== Data listing ==

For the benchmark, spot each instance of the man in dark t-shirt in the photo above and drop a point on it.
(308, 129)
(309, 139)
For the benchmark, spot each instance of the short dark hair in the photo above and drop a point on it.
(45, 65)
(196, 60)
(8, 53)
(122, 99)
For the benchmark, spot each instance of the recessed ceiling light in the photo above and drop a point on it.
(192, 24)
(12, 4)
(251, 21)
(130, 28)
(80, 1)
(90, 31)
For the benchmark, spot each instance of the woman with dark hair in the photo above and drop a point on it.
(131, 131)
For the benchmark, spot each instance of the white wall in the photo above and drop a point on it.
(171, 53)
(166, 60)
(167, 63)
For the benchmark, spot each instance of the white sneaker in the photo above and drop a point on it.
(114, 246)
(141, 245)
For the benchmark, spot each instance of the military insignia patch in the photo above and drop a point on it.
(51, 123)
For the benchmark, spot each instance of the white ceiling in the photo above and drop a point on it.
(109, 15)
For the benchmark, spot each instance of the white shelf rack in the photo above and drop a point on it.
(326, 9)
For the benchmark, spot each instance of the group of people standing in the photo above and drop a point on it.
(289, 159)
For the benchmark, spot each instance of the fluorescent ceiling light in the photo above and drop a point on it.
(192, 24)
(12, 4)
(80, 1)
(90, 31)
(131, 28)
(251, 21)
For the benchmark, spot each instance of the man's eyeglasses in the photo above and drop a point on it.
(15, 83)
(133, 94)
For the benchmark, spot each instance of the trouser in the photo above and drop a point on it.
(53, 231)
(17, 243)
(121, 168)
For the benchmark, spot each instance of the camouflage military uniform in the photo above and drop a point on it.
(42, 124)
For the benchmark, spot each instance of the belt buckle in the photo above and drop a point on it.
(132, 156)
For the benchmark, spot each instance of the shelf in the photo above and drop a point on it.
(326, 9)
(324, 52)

===
== Data listing ==

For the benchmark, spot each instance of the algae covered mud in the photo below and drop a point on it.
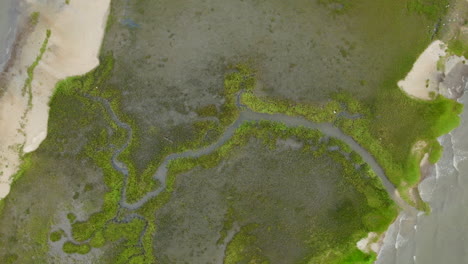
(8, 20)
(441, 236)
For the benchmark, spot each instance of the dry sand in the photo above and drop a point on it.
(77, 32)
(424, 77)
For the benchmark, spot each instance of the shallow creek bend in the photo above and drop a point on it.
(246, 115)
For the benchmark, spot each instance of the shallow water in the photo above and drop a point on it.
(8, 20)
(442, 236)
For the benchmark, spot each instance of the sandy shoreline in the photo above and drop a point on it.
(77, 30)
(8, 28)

===

Instructions for the task —
Gather every line of the records that contains the string "hair", matching case exactly.

Solution to this problem —
For the benchmark, spot each instance of the short dark hair in the photo above and drop a point on it.
For the benchmark, spot each instance of the woman with dark hair in the photo above and drop a point on it.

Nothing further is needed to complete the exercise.